Data for analysis ▸
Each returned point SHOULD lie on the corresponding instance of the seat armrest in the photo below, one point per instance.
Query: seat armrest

==

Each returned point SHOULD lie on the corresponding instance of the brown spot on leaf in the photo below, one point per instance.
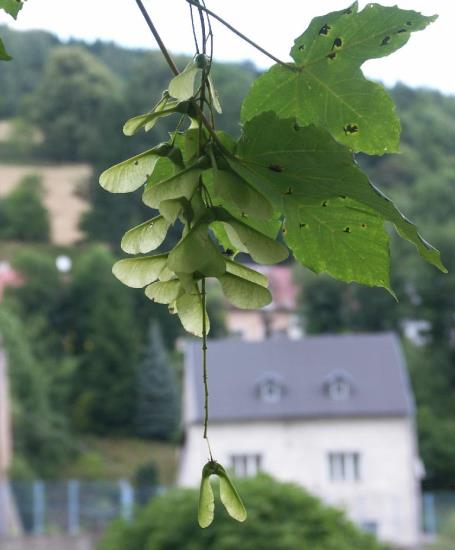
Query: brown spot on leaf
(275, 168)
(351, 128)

Work to complete ▸ Considering only lines that hold the word "instance", work out how many appear in the listing above and give that number only.

Expected output ▸ 2